_EXERCISE DETAILS_. Reproduce every one of the records below exactly, line for line.
== SOURCE DATA ==
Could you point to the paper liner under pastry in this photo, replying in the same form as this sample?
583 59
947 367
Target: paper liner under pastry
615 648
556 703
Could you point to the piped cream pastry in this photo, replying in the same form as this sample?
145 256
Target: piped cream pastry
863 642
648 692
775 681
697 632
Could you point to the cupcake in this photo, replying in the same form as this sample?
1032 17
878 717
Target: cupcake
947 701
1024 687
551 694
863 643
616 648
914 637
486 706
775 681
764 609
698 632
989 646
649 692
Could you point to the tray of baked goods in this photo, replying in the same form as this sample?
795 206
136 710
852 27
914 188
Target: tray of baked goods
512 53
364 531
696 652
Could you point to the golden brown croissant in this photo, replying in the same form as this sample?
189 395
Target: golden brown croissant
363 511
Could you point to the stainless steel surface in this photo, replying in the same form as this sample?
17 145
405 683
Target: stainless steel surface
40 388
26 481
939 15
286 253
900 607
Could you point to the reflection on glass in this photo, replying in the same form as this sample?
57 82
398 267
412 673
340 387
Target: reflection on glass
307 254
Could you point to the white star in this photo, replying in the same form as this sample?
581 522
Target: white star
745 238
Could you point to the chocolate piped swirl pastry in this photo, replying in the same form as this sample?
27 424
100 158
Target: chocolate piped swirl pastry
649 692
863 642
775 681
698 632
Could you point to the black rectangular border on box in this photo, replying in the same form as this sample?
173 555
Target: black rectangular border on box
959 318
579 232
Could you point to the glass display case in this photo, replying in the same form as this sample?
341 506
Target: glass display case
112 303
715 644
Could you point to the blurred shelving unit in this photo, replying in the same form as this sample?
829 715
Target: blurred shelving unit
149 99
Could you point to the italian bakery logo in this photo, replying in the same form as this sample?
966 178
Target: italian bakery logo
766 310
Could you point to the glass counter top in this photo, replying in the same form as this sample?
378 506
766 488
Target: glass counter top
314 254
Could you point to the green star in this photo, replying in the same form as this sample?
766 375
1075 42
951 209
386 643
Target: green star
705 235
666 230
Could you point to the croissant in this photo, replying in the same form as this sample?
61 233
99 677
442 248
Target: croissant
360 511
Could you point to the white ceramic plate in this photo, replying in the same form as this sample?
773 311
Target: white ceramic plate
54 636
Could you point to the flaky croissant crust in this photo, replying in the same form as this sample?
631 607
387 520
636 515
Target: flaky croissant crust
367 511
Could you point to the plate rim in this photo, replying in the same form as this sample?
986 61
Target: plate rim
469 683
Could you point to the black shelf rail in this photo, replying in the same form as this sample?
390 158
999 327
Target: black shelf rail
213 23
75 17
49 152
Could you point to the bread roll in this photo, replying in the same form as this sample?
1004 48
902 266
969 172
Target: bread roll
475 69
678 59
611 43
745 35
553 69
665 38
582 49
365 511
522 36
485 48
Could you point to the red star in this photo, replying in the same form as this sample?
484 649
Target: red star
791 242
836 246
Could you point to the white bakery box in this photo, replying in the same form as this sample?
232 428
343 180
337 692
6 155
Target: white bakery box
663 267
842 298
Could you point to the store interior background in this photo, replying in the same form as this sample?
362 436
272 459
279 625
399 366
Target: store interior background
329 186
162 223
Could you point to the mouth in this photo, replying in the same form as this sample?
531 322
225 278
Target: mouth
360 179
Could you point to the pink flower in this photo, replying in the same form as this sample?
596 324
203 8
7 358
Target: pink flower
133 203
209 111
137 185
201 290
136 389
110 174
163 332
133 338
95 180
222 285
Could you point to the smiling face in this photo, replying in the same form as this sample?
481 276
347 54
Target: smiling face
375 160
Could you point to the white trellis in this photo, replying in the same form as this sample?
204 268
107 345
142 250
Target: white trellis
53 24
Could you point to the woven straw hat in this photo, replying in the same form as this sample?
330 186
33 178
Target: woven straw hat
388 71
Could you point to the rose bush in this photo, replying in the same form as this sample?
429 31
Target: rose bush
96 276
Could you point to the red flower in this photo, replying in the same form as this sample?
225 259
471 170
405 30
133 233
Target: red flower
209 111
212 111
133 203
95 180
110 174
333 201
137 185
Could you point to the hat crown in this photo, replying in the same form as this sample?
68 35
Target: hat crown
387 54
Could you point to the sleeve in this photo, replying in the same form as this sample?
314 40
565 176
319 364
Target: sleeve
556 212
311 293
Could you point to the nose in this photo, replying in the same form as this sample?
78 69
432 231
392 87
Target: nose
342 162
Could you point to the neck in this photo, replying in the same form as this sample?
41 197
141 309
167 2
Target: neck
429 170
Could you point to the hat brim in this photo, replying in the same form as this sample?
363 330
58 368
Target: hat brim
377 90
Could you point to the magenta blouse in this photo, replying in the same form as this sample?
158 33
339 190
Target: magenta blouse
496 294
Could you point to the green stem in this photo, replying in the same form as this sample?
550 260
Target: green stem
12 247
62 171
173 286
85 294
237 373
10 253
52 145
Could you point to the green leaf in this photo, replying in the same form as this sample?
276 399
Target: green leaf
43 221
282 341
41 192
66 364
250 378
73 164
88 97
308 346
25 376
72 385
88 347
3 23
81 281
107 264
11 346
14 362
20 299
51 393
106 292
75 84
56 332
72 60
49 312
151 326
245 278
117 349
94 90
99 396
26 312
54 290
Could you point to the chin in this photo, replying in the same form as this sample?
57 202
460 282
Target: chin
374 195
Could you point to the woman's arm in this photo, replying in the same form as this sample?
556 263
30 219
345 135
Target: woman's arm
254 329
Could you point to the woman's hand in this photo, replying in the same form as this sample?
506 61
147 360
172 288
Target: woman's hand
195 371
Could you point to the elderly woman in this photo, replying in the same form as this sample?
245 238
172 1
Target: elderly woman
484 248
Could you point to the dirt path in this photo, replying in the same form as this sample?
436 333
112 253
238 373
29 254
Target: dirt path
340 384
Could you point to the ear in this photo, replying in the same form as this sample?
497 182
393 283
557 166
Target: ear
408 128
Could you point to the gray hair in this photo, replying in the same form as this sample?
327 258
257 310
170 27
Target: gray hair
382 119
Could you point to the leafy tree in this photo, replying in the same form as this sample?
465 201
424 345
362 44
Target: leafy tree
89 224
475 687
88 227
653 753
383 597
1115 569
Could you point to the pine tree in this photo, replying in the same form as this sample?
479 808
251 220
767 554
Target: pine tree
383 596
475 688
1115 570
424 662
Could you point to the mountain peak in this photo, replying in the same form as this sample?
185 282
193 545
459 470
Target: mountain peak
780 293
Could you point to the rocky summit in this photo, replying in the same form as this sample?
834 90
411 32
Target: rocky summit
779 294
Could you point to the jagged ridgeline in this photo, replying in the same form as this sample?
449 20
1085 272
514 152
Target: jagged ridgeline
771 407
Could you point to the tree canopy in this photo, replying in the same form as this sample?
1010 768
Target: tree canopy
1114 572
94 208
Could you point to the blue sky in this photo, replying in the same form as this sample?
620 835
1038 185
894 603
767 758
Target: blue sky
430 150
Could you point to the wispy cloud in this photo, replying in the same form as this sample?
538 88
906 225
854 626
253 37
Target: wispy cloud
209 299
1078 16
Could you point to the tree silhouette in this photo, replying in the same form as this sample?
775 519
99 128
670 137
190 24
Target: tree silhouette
===
_FULL RESPONSE_.
Could you point to the paper liner under pastry in this photo, replying in the same form as this sample?
583 59
947 367
Target: paper liner under pastry
615 648
556 703
Could you point to the piped cream pastry in this photo, replying in the same form as this sample?
145 256
Target: piped cream pastry
863 642
648 692
775 681
697 632
Could you point to the cupcake in this photo, replying in the same form as this sample?
1032 17
878 717
Target: cupcake
947 701
1024 687
551 694
863 643
616 648
914 637
486 706
775 681
764 609
698 632
989 646
649 692
Could you point to the tray of baked goods in this photo, replying in the same form as this sample?
795 206
136 710
852 27
914 188
Target: tray of baked goods
512 53
364 531
696 652
Could you point to the golden brown croissant in this photo, replying in the same form as this sample?
189 395
Target: golden brown croissant
363 511
Could you point to the stainless steel surface in this photo, replying in the same form as this sample?
17 145
405 683
Target: stainless steel surface
40 388
26 481
939 15
286 253
900 607
Could you point to the reflection on glass in this photo, replying in the same form as this sample?
57 82
398 267
412 673
340 387
Target: reflection on glass
307 254
Could you point to the white star in this photo, replying in the same form as this sample?
581 522
Target: white star
745 238
Could you point to the chocolate piped swirl pastry in this photo, replying in the same form as this sample?
27 424
100 158
Target: chocolate piped swirl pastry
649 692
863 642
775 681
698 632
Could you point to the black rectangular border on box in this photo, replying in the same form as this sample?
173 555
Target: black rectangular border on box
959 318
579 232
Could you point to the glass display case in this photo, replying in the same form as this sample?
341 506
Target: glass display case
112 303
715 644
Could you point to the blurred shelving unit in this photo, replying in the same form as this sample?
829 715
Target: blurred shelving unit
149 99
Could you point to the italian bakery logo in this photo, replying in the same form as this sample?
966 178
Target: italian bakery logo
766 310
Could you point to the glass counter top in this photo, replying in the same form as this sample?
378 506
766 488
Target: glass counter top
314 254
Could you point to the green star in this photo, replying in the same form as this sample?
766 375
1075 42
951 209
386 643
Target: green star
705 235
666 230
Could you point to the croissant in this photo, replying in the same form as this sample?
61 233
99 677
442 248
Target: croissant
360 511
Could you point to the white ceramic plate in this photo, replying in the same form as this sample?
773 311
Target: white ceramic plate
54 636
Could you point to the flaky croissant crust in this photo, replying in the same form as this sample?
631 607
387 520
636 515
Target: flaky croissant crust
367 511
Could you point to the plate rim in this photo, replying in the same form as this sample?
986 61
Target: plate rim
469 683
Could you point to the black shelf rail in this photo, replying in the same form as this sample?
390 158
999 327
Target: black shelf rail
213 23
75 17
49 152
Could you point to the bread roll in this photo, replying in the same form as this sample?
1004 48
902 266
969 172
Target: bread roll
475 69
678 59
611 43
745 35
553 69
665 38
582 49
365 511
522 36
485 48
Could you point to the red star in this photo, replying in the same form as this sample?
484 649
Target: red star
791 242
836 246
Could you point to the white bakery box in this photo, replying in the same form as this sample?
232 428
343 180
337 692
6 155
Target: white bakery box
663 267
842 298
Could you point to the store interior background in this photo, replying in the same form as this sample?
362 436
272 459
279 625
399 366
Target: store interior background
329 186
162 223
Could you point to the mouth in this photo, replying in the same form as this sample?
531 322
225 278
Target: mouth
360 179
Could you point to the pink flower in this photo, replying in the same form as this sample?
596 324
203 8
7 358
Target: pink flower
133 203
209 111
137 185
201 290
136 389
110 174
163 332
133 338
95 180
222 285
Could you point to the smiling face in this photo, replying in the same form as this sample?
481 276
347 54
Target: smiling face
375 160
Could you point to the white trellis in this photo, replying in the same form as this sample?
204 268
107 345
142 250
Target: white trellis
53 24
Could you point to the woven straw hat in this photo, replying in the same form as this sample?
330 186
33 178
Target: woven straw hat
388 71
Could you point to the rose bush in this photo, replying in the same form as this sample?
429 31
Target: rose bush
96 276
Could you point to the red flower in this photo, replying in the same form as this sample?
225 259
471 170
405 30
133 233
Target: red flower
209 111
212 111
133 203
95 180
110 174
333 201
137 185
Could you point to the hat crown in this photo, replying in the same form as this sample?
68 35
Target: hat crown
387 54
Could you point to the sleeve in this photo, replying in the same form as this sample?
314 40
565 176
319 364
Target: sleeve
556 212
311 293
Could you point to the nose in this photo, replying in the same form as this sample?
78 69
432 231
392 87
Target: nose
342 162
Could you point to the neck in this photo, replying in the same form as this sample?
41 197
141 309
167 2
Target: neck
429 170
Could you point to the hat brim in this photo, replying in the same form as this sample?
363 330
58 368
Target: hat brim
377 90
Could you point to the magenta blouse in this photo, replying in the same form as this sample?
158 33
339 190
Target: magenta blouse
496 294
Could you point to the green stem in this photo, replying in the same form as this sample?
550 260
Target: green stem
12 247
62 171
173 286
85 294
237 373
10 253
52 145
Could you point to the green leaf in this photo, replying in the same form as this sample?
276 399
Target: green leaf
43 221
282 341
41 192
66 364
250 378
73 164
88 97
308 346
25 376
72 385
88 347
3 23
81 281
107 264
11 346
14 362
20 299
51 393
106 292
75 84
56 332
72 60
49 312
151 326
245 278
117 349
94 90
99 396
26 312
54 290
Could you point to the chin in this photo, replying in the same form as this sample?
57 202
460 282
Target: chin
374 195
Could you point to the woman's arm in this photo, replying in the same form as this sample?
556 263
30 219
345 135
Target: woman's arm
254 329
Could you point to the woman's hand in this photo, replying in the same form as this sample?
506 61
147 360
172 288
Target: woman's hand
195 371
Could you point to the elderly woman in this photo, replying in the same form as this sample?
245 238
172 1
Target: elderly woman
484 248
Could you point to the dirt path in this photo, replying in the same form as this sample?
436 333
112 253
238 373
29 254
Target: dirt path
340 384
Could you point to the ear in this photo, replying in the same form as this sample?
497 182
393 283
557 166
Target: ear
408 128
Could you point to the gray hair in this photo, replying in the same form as this sample?
327 258
257 310
170 27
Target: gray hair
382 119
Could you point to the leafy tree in this photo, replying in the same form as this sample?
465 201
424 345
362 44
Target: leafy tree
89 224
475 687
88 227
653 753
383 597
1115 569
Could you point to the pine tree in this photo, replying in the same form as this sample?
479 808
251 220
767 554
Target: pine tree
383 596
475 688
1115 570
424 662
Could you point to the mountain peak in this photo, replying in the same form as this sample?
185 282
193 545
459 470
Target: mountain peak
780 293
Could you point to the rocky summit in this photo, replying in the same form as this sample?
834 90
411 32
Target: rocky summit
779 294
Could you point to the jagged ridgeline in this photo, replying in the same form as this sample?
449 20
1085 272
514 152
Target: jagged ridgeline
771 407
Could you point to the tree canopy in this photo, replying in the same form as this sample?
1010 768
Target: tree canopy
1114 572
94 208
Could you point to the blue sky in this photo, replying in the same form as this sample?
620 835
1038 185
894 603
767 758
Target: blue sky
430 150
Could you point to the wispy cloud in this photo, replying in the same form as this sample?
538 88
906 225
854 626
253 37
Target: wispy cloud
209 299
1078 16
Could you point to the tree silhouette in this photo, replying in the same form as this sample?
775 519
99 128
670 137
190 24
Target: tree silhouette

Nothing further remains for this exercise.